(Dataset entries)
——————————

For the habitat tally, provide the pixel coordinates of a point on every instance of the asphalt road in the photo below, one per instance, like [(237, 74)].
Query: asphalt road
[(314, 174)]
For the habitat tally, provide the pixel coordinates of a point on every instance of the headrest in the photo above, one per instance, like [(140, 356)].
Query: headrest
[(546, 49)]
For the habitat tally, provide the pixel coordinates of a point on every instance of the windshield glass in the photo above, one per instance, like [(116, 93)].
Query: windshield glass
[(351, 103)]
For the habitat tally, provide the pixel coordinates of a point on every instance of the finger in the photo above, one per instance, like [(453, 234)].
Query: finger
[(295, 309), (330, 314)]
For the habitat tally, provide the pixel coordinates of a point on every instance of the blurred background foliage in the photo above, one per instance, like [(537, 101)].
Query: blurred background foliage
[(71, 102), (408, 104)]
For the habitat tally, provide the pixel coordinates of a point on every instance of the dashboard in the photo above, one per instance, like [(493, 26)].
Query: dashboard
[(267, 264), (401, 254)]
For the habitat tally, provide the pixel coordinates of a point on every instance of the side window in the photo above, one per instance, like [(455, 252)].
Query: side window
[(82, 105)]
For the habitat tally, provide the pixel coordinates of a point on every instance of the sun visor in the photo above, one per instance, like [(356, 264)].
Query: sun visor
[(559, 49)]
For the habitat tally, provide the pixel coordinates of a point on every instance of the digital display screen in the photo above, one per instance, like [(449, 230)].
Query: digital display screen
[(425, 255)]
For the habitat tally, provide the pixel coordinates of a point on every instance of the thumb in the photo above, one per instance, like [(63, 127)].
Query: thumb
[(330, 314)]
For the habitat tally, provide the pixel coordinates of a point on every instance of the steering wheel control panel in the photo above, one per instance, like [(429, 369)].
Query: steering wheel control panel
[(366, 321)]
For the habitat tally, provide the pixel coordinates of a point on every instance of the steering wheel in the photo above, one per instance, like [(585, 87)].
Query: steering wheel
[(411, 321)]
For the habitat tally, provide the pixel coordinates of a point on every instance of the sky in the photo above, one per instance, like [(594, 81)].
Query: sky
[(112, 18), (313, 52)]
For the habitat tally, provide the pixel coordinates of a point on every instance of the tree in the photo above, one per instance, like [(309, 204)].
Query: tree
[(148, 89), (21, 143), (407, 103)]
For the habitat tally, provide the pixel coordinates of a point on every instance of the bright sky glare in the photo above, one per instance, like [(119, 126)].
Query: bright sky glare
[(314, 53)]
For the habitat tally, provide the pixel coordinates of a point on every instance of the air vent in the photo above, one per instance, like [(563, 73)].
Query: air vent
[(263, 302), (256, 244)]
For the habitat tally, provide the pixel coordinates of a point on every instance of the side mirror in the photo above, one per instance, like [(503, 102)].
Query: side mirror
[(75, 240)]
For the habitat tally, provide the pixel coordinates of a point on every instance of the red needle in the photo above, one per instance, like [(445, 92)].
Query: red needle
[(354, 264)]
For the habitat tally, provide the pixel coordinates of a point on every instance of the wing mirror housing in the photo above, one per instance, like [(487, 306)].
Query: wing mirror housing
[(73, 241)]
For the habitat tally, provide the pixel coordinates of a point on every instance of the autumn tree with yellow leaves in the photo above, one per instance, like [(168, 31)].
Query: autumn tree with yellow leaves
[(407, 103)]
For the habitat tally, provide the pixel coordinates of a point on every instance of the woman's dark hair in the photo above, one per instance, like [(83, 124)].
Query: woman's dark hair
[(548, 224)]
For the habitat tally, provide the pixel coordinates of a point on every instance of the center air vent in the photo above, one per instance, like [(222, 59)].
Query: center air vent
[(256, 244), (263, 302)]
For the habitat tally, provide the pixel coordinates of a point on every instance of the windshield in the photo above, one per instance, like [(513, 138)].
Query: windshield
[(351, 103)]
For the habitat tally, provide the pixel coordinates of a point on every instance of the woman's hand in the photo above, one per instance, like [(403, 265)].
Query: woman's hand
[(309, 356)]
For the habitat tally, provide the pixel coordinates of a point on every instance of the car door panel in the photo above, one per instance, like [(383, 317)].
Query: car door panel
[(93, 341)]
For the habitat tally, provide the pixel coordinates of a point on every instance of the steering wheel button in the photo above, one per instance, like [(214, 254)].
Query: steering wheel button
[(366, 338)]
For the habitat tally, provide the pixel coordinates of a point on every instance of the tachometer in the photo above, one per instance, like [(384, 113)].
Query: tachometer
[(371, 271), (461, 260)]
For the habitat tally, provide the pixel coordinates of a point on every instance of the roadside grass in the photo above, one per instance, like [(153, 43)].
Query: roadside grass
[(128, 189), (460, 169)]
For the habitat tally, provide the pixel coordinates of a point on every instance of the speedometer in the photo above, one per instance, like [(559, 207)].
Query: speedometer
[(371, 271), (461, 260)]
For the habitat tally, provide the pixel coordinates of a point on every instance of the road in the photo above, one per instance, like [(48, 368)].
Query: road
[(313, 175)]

——————————

What is needed: Can you return every line of the dataset entries above without a single change?

Answer below:
For the habitat tally, provide the pixel coordinates of a point on every instance of the asphalt road in the photo below, one per instance, like [(237, 74)].
Query: asphalt road
[(314, 174)]
For the habitat tally, provide the pixel coordinates of a point on every instance of the headrest in the photo above, one per instance, like [(140, 356)].
Query: headrest
[(546, 49)]
For the habitat tally, provide the pixel coordinates of a point on every instance of the windshield glass in the photo above, one per instance, like [(116, 93)].
Query: windshield glass
[(351, 103)]
For the habitat tally, provide the pixel coordinates of a point on every instance of the finger in the photo above, one per instance, like [(453, 234)].
Query: finger
[(295, 309), (330, 314)]
For the habitat tally, provide the pixel coordinates of a point on every instance of the blurred background foliage in the photo above, one per instance, like [(537, 101)].
Query: blurred background foliage
[(71, 102), (408, 104)]
For the habitat tally, provide the pixel coordinates of a point on every instance of the dashboard in the photo above, one per instance, like [(493, 26)].
Query: dashboard
[(267, 264), (401, 254)]
For the habitat tally, provide the pixel coordinates of a point on every instance of the side window in the photo above, one per instance, like [(455, 252)].
Query: side window
[(82, 105)]
For the habitat tally, provide the pixel coordinates of a point on every instance of the sun visor in the photo above, one per instance, like [(356, 264)].
Query: sun visor
[(559, 49)]
For the habitat tally, provide the pixel coordinates of a point on every instance of the digital display screen in the photo above, one per instance, like [(449, 230)].
Query: digital display screen
[(425, 255)]
For the habitat tally, provide the pixel coordinates of a point on every instance of the thumb in the photo above, one per instance, like [(63, 127)].
Query: thumb
[(330, 314)]
For the habitat tally, provide the pixel coordinates of a point on every instance of the steering wheel control panel in the photo above, one per instance, like [(429, 369)].
Query: steering wheel control panel
[(366, 321)]
For the habitat tally, provide the pixel coordinates of a point on every instance of the steering wheel in the photo above, one per instance, like [(585, 87)].
Query: steering wheel
[(411, 321)]
For the habitat tally, provide the pixel coordinates of a point on every instance of the sky in the photo above, one per instance, like [(594, 81)].
Query: sky
[(112, 18), (313, 52)]
For the habitat tally, provide the pixel coordinates of a point on every instance of the tree in the photo above, one per instance, like [(309, 204)].
Query: tree
[(148, 89), (21, 143), (407, 103)]
For the habitat tally, provide the pixel coordinates of a point on every instance of the bright sky glare in the photo above, one per instance, like [(119, 126)].
Query: bright sky glare
[(314, 53)]
For the habitat tally, provide the pixel coordinates of a point on every instance of the air vent in the photo above, one per instance, like [(563, 73)].
Query: air vent
[(263, 302), (256, 244)]
For the habitat tally, provide the pixel coordinates of a point on every instance of the side mirror in the photo above, one per instance, like [(503, 102)].
Query: side mirror
[(75, 240)]
For the habitat tally, provide the pixel coordinates of a point on every instance of the red needle in the photo above, one per instance, like [(445, 92)].
Query: red needle
[(354, 264)]
For the habitat tally, provide the pixel coordinates of a point on every instance of the wing mirror housing in the photo above, one per instance, like [(487, 306)].
Query: wing mirror housing
[(73, 241)]
For the habitat tally, provide the pixel coordinates of a point on every instance of the autumn tree with yellow leaves in the photo above, one per instance, like [(168, 31)].
Query: autumn tree with yellow leaves
[(407, 103)]
For the habitat tally, provide the pixel coordinates of a point on every instance of the woman's dark hair in the photo above, one per instance, like [(83, 124)].
Query: woman's dark hair
[(548, 224)]
For the habitat tally, provide the pixel coordinates of a point on every instance of the center air vent in the photo above, one per instance, like [(222, 59)].
Query: center air vent
[(256, 244), (263, 302)]
For the habitat tally, provide the pixel coordinates of a point on every instance of the windshield in the photo above, one per instance, like [(513, 138)].
Query: windshield
[(351, 103)]
For the habitat tally, provide the pixel coordinates of a point on every instance of the woman's hand in the photo above, one per instance, like [(403, 265)].
Query: woman's hand
[(309, 356)]
For the habitat tally, provide the pixel coordinates of a point on every instance of the car door panel in the photo above, one per instance, like [(383, 317)].
Query: car door panel
[(93, 341)]
For the habitat tally, provide the pixel coordinates of a point on every instance of the steering wheel button in the photo above, one per instance, like [(214, 254)].
Query: steering wheel button
[(366, 338)]
For the habitat tally, provide the pixel coordinates of a point on every instance of the tachometer in the photo above, one per instance, like [(384, 113)].
Query: tachometer
[(371, 271), (461, 260)]
For the habitat tally, provide the pixel coordinates of a point on every instance of the roadside grass in the photo above, one per instance, like [(153, 43)].
Query: roadside grass
[(128, 189), (460, 169)]
For the habitat tally, provide the pixel coordinates of a point on every instance of the speedometer in the photo above, one per instance, like [(559, 207)].
Query: speedometer
[(371, 271), (461, 260)]
For the habitat tally, provide the pixel coordinates of a point on every instance of the road in the photo above, one per instance, like [(48, 368)].
Query: road
[(313, 175)]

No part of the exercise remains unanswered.